> _Text section_:
Studio album by Brooks & Dunn
- Released: November 15, 2024
- Genre: Country
- Label: Sony Nashville
- Producer: Shawn Camp; Jerry Douglas; Kristian Bush; Dann Huff; Joey Moi;

Brooks & Dunn chronology
| Reboot (2019) | Reboot II (2024) |  |

Singles from Reboot II
- "Believe" Released: December 9, 2024;

= Reboot II =

Reboot II is the thirteenth studio album by American country music duo Brooks & Dunn. It is a follow-up to their 2019 album Reboot, featuring re-recordings of Brooks and Dunn's hit singles with guest vocals from other artists.

==History==
In 2019, Brooks & Dunn released Reboot, which featured them re-recording existing songs of theirs with guest vocals from country music singers. Reboot II also comprises re-recordings, but unlike its predecessor, it features musicians from outside the country music genre. Among these are the Earls of Leicester on a bluegrass rendition of "How Long Gone", and rock band Halestorm on "Boot Scootin' Boogie". Dann Huff produced the album, with assistance from Joey Moi, Kristian Bush, and Jerry Douglas on some tracks. According to the duo, each collaborative artist was allowed creative input on which song they covered. The album precedes the duo's Neon Moon Tour, to begin in 2025.

> _Record excerpts_:
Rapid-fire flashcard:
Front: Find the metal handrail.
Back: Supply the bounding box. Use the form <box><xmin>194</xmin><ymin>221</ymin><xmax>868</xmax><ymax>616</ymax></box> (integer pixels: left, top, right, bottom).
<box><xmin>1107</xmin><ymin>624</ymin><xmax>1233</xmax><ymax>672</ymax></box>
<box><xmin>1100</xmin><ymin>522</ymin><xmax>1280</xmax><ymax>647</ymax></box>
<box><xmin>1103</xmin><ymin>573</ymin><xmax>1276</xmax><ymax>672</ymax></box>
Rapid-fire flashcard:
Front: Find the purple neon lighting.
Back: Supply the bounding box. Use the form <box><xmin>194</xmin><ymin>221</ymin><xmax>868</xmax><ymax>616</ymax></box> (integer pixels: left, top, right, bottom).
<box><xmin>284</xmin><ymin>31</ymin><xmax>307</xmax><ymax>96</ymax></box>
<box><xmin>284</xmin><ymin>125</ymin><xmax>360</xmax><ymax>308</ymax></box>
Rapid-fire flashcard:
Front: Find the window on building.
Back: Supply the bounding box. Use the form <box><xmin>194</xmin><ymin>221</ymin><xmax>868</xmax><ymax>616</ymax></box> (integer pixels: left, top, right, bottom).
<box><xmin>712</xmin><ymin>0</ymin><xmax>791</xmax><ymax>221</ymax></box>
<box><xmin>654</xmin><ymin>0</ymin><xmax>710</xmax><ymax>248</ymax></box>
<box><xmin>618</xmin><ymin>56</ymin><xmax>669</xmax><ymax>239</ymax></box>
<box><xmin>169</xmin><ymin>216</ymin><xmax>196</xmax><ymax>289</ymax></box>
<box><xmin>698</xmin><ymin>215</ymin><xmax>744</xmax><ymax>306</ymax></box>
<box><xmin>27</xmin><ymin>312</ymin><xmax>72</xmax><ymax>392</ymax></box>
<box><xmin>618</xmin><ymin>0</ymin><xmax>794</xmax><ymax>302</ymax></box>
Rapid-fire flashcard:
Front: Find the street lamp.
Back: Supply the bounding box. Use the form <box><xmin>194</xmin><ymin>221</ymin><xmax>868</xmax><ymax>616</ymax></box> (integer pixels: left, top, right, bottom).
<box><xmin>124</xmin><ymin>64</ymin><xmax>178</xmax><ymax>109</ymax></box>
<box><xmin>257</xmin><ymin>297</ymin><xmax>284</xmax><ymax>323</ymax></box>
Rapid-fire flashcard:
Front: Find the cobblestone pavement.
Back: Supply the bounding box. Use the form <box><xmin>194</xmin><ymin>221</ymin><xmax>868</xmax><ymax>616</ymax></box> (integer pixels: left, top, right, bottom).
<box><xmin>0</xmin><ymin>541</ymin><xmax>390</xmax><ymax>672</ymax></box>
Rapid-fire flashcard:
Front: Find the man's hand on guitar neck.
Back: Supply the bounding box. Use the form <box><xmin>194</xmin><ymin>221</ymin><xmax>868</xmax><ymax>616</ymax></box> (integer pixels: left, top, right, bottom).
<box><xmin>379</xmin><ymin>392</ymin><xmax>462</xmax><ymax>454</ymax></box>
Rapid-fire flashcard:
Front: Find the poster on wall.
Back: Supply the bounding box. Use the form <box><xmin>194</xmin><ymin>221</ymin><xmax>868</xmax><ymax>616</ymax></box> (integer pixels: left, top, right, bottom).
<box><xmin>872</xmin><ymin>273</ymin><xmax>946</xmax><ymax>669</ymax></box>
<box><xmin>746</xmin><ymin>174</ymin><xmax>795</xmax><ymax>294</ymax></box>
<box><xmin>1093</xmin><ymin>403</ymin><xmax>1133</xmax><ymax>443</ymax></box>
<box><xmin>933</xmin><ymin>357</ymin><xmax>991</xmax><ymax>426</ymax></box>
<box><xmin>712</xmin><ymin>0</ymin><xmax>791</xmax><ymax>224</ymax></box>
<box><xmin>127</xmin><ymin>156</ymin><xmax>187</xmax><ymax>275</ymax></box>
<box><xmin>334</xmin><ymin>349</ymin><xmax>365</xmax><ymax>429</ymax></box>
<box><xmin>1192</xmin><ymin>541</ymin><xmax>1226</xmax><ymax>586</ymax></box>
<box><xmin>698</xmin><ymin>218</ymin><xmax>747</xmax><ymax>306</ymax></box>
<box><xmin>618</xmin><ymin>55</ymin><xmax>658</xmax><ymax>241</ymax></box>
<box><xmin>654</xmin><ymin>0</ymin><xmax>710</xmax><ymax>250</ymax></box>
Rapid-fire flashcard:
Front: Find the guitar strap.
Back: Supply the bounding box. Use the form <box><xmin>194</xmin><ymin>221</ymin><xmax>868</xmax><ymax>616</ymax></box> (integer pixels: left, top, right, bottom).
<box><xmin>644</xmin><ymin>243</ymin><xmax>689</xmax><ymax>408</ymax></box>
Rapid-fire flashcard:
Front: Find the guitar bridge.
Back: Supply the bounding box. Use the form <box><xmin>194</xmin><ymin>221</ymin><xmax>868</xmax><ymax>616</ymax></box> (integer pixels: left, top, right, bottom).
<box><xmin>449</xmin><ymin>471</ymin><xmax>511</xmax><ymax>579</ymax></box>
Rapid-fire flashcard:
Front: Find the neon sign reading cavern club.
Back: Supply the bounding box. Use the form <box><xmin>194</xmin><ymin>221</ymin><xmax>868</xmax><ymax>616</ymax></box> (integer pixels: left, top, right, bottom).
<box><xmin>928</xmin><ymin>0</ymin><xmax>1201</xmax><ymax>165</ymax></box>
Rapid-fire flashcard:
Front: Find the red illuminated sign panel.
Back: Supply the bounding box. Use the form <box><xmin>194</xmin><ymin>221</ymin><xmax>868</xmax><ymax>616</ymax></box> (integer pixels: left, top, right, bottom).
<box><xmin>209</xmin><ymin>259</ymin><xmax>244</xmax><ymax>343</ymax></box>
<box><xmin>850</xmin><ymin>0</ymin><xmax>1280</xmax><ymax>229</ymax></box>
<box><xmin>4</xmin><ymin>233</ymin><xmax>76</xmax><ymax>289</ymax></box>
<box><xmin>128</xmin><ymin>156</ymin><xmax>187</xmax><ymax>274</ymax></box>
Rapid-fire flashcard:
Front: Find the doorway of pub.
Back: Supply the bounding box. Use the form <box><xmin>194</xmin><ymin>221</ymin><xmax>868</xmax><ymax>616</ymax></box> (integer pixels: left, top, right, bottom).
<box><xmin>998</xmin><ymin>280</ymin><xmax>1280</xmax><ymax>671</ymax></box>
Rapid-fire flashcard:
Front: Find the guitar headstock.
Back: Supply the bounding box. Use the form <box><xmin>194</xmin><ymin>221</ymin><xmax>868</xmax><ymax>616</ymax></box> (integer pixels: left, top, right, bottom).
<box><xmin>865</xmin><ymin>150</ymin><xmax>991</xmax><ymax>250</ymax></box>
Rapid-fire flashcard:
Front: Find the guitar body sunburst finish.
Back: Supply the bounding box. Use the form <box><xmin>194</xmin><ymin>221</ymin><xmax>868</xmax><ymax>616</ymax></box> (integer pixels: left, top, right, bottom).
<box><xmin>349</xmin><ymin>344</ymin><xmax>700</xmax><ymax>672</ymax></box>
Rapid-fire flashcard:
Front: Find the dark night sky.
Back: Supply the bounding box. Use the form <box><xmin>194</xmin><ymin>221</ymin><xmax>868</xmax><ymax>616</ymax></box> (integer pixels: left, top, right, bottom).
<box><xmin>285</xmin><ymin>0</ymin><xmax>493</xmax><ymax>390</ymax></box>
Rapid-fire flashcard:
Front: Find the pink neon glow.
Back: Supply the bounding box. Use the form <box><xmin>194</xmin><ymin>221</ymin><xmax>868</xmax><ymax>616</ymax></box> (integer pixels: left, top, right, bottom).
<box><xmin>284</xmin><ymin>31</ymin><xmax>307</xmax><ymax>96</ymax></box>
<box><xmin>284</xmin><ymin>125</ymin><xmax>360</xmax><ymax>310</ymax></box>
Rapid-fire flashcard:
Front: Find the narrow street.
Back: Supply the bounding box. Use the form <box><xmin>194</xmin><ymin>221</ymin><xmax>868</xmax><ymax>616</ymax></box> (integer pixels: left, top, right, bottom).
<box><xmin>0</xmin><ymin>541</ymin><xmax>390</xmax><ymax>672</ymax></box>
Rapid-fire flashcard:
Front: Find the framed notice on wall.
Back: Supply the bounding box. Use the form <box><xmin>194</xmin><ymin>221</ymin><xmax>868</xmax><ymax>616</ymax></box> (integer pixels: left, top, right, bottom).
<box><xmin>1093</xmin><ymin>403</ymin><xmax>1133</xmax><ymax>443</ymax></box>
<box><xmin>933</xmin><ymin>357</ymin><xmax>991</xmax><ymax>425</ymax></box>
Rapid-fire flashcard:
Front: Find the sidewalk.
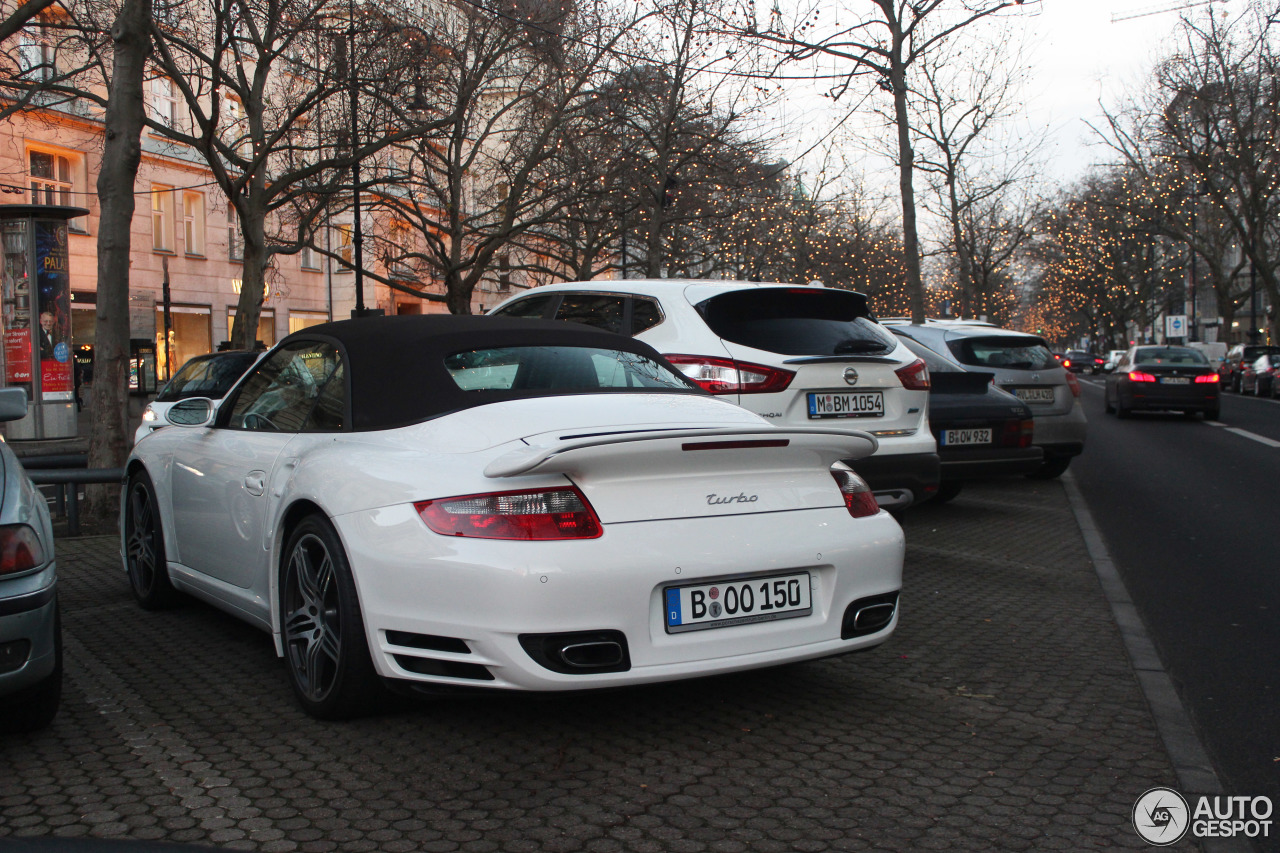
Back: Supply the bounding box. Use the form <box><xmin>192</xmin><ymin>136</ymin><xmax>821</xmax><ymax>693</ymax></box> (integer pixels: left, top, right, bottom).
<box><xmin>0</xmin><ymin>480</ymin><xmax>1233</xmax><ymax>853</ymax></box>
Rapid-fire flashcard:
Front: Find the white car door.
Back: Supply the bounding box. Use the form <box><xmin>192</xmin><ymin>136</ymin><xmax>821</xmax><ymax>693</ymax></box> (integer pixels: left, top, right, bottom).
<box><xmin>172</xmin><ymin>341</ymin><xmax>340</xmax><ymax>589</ymax></box>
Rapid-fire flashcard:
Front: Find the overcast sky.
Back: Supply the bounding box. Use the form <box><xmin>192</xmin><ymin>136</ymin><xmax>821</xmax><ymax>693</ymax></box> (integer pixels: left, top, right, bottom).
<box><xmin>762</xmin><ymin>0</ymin><xmax>1249</xmax><ymax>192</ymax></box>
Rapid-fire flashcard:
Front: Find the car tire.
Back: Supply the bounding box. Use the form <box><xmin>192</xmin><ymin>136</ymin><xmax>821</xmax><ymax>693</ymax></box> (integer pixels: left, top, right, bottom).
<box><xmin>0</xmin><ymin>601</ymin><xmax>63</xmax><ymax>733</ymax></box>
<box><xmin>279</xmin><ymin>515</ymin><xmax>384</xmax><ymax>720</ymax></box>
<box><xmin>124</xmin><ymin>470</ymin><xmax>178</xmax><ymax>610</ymax></box>
<box><xmin>1027</xmin><ymin>456</ymin><xmax>1071</xmax><ymax>480</ymax></box>
<box><xmin>933</xmin><ymin>480</ymin><xmax>964</xmax><ymax>503</ymax></box>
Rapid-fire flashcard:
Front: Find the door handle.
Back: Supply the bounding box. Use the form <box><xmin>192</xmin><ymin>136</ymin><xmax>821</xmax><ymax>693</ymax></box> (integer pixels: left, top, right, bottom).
<box><xmin>244</xmin><ymin>471</ymin><xmax>266</xmax><ymax>496</ymax></box>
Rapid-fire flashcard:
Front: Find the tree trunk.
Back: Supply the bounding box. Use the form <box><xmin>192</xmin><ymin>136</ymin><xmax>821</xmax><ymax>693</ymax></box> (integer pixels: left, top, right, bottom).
<box><xmin>890</xmin><ymin>49</ymin><xmax>924</xmax><ymax>323</ymax></box>
<box><xmin>84</xmin><ymin>0</ymin><xmax>151</xmax><ymax>525</ymax></box>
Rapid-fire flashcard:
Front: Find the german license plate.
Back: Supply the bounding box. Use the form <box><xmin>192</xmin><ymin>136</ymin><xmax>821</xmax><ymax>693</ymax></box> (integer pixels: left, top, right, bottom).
<box><xmin>662</xmin><ymin>571</ymin><xmax>813</xmax><ymax>634</ymax></box>
<box><xmin>1014</xmin><ymin>388</ymin><xmax>1053</xmax><ymax>403</ymax></box>
<box><xmin>809</xmin><ymin>391</ymin><xmax>884</xmax><ymax>418</ymax></box>
<box><xmin>942</xmin><ymin>427</ymin><xmax>991</xmax><ymax>447</ymax></box>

> _Task set_:
**A)** List every producer credited for Reboot II in the album text.
**B)** Update a passage of the Reboot II text, starting with "Reboot II is" and going on through "from other artists.", so that "thirteenth" becomes "fourteenth".
**C)** Answer these questions from the Reboot II text:
(i) Which label released the album?
(ii) Which rock band appears on "Boot Scootin' Boogie"?
(iii) What tour does the album precede?

> _Solutions to the problems_:
**A)** Shawn Camp, Jerry Douglas, Kristian Bush, Dann Huff, Joey Moi

**B)**
Reboot II is the fourteenth studio album by American country music duo Brooks & Dunn. It is a follow-up to their 2019 album Reboot, featuring re-recordings of Brooks and Dunn's hit singles with guest vocals from other artists.

**C)**
(i) Sony Nashville
(ii) Halestorm
(iii) The Neon Moon Tour